Dataset rows:
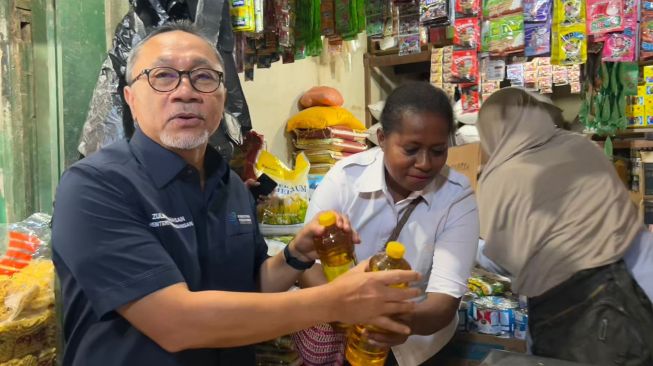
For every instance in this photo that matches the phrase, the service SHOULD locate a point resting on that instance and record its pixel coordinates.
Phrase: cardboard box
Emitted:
(469, 349)
(466, 159)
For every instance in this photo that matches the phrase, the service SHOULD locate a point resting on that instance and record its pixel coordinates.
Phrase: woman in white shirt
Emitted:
(374, 188)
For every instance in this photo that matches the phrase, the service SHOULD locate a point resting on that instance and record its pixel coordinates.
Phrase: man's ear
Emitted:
(380, 136)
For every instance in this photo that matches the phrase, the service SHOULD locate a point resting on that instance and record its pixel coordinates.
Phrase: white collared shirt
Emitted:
(440, 236)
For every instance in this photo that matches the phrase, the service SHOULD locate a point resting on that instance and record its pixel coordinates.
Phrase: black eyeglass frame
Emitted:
(180, 74)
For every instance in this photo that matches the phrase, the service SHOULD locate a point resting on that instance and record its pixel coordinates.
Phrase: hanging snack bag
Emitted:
(604, 16)
(569, 12)
(467, 8)
(619, 47)
(507, 34)
(571, 46)
(288, 204)
(470, 98)
(646, 46)
(467, 33)
(497, 8)
(537, 10)
(464, 68)
(538, 38)
(433, 11)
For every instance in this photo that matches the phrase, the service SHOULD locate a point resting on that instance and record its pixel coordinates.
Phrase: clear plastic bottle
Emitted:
(335, 248)
(359, 351)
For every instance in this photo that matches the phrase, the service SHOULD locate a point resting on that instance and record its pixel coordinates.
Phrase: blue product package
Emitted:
(537, 38)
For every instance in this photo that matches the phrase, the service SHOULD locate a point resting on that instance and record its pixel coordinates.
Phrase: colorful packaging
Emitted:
(537, 38)
(288, 204)
(646, 45)
(464, 68)
(470, 98)
(570, 46)
(467, 33)
(467, 8)
(433, 11)
(619, 47)
(537, 10)
(507, 34)
(569, 12)
(604, 16)
(497, 8)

Work instructions: From the records above, pull out each line that contains the word "shirt".

Exercise result:
Phrase: woman in white shirt
Phrase: white collared shirt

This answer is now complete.